● Written tasks
- a) Answer these questions using the text on historic houses, each on its own line:
(i) Which two companies did Charles Dunlap found?
(ii) To whom was the Winship House sold in 1923?
(iii) At what address is the Kaler House located?
- b) In the rows, from the line containing "Keep to these rules. Indicate every instance of the car roof" through the end of the rows, swap "front grille" for "radiator grille" and reproduce those lines with nothing else altered.

● Excerpted text
The William E. Cavness House was built in 1914 and is located at 606 N. 4th Avenue. William E. Cavness built this Craftsman Bungalow style house for his bride, Nettie. It was listed in the National Register of Historic Places on November 3, 2001, reference #01001191.
The Charles Dunlap House was built in 1914 and is located at 650 N. 1st. Avenue. This was the house of Charles Dunlap founder of the People's Ice and Fuel Company and the Phoenix Wood and Coal Company and listed in the National Register of Historic Places on November 30, 1983, reference #83003466. Designated as a landmark with Historic Preservation-Landmark (HP-L) overlay zoning. The structure is now occupied by a local law firm.
The Vernacular Farm Residence was built in 1915 and is located at 2956 E. Southern Avenue. The property was listed in the Phoenix Historic Property Register in September 1993.
The Spanish Colonial Revival Residence located at 333 E. Carter Road was built in 1916. It was listed in the Phoenix Historic Property Register in July 1993.
The Dr. Ellis-Shackelfield House was built in 1917 and is located at 1242 N. Central Avenue. On November 30, 1983, the house was listed in the National Register of Historic Places, ref.: #83003475.
The living room of the Dr. Ellis Shackelford House. The house was built in 1917 and is located in 1242 Central Avenue. On November 30, 1983, the house was listed in the National Register of Historic Places, ref.: #83003475.
The Dension Kitchel House was built in 1918 and is located at 2912 E. Sherran Lane. It was listed in the National Register of Historic Places on May 19, 1994, reference #94000448.
The Kaler House was built in 1918 and is located at 301 W. Frier Dr. It was listed in the National Register of Historic Places on December 17, 1992, reference #92001686.
The Guy P. Nevitt House was built in 1919 and is located at 507 E. Moreland St. It was listed in the Phoenix Historic Property Register in September 2004.
The Winship House built in 1919 and is located at 216 W. Portland Avenue, Phoenix. It was built for Dr. Welter D. Schackelford and in 1923 sold to Fred Winship. The house is listed in the Phoenix Historic Property Register.

● Given data
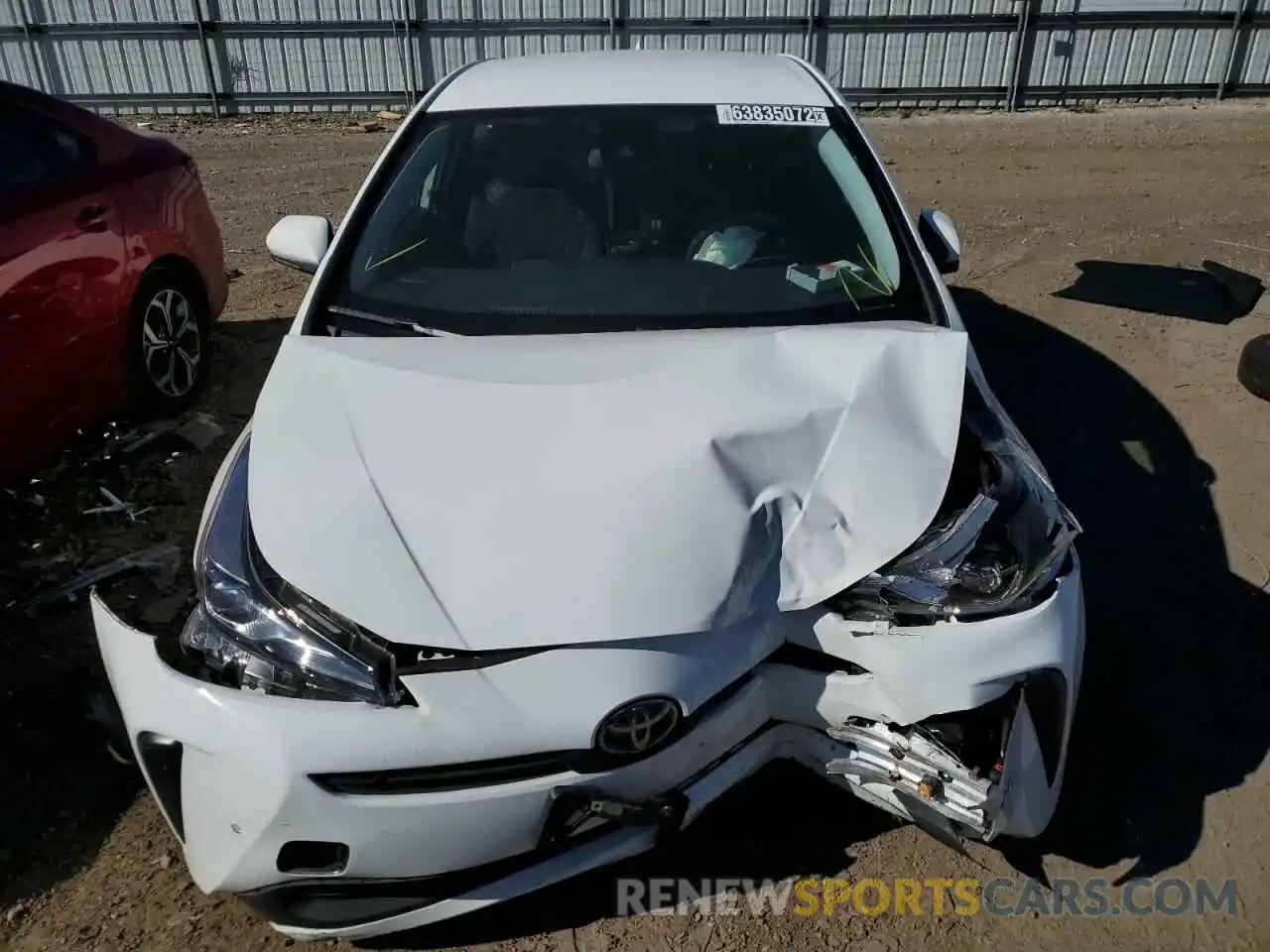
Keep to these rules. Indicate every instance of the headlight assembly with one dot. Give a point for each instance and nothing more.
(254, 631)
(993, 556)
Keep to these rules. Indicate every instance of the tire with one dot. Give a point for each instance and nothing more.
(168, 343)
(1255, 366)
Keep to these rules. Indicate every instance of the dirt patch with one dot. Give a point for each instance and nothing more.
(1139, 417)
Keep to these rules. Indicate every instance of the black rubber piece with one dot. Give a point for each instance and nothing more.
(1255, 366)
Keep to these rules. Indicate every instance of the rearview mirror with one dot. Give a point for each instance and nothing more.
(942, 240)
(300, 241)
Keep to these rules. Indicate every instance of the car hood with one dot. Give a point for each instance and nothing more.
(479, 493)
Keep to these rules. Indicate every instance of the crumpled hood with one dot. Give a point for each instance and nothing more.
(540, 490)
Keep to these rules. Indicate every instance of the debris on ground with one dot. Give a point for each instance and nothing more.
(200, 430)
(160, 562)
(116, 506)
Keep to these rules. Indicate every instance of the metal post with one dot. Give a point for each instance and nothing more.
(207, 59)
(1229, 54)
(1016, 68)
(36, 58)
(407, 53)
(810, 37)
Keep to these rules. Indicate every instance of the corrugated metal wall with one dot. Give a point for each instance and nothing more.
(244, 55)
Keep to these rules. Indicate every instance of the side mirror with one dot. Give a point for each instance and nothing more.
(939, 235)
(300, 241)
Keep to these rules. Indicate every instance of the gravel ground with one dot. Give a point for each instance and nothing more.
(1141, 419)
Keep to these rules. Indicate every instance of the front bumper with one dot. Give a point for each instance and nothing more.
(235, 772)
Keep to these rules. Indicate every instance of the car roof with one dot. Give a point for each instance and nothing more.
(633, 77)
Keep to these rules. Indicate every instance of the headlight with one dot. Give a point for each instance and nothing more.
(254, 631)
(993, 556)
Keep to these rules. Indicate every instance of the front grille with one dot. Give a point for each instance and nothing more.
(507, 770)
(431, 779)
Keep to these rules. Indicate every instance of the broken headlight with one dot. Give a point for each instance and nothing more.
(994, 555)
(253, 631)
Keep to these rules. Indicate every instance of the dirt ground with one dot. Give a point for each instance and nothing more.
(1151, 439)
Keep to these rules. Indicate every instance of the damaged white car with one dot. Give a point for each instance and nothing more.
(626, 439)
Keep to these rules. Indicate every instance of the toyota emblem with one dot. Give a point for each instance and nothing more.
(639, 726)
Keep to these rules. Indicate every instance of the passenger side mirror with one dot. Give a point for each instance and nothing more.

● Answers below
- a)
(i) The People's Ice and Fuel Company and the Phoenix Wood and Coal Company
(ii) Fred Winship
(iii) 301 W. Frier Dr.

- b)
Keep to these rules. Indicate every instance of the car roof with one dot. Give a point for each instance and nothing more.
(633, 77)
Keep to these rules. Indicate every instance of the headlight with one dot. Give a point for each instance and nothing more.
(254, 631)
(993, 556)
Keep to these rules. Indicate every instance of the radiator grille with one dot. Give a point for each instance and nothing more.
(507, 770)
(431, 779)
Keep to these rules. Indicate every instance of the broken headlight with one dot. Give a point for each instance and nothing more.
(994, 555)
(253, 631)
Keep to these rules. Indicate every instance of the dirt ground with one dot. Give a point for each instance and nothing more.
(1151, 439)
Keep to these rules. Indicate every instance of the damaged white car with one dot. Give a point for each instance and nothing more.
(626, 439)
Keep to these rules. Indicate every instance of the toyota emblem with one dot. Give a point for each instance and nothing more.
(639, 726)
Keep to these rules. Indicate every instance of the passenger side mirror with one dot. Give a point for each instance and nothing more.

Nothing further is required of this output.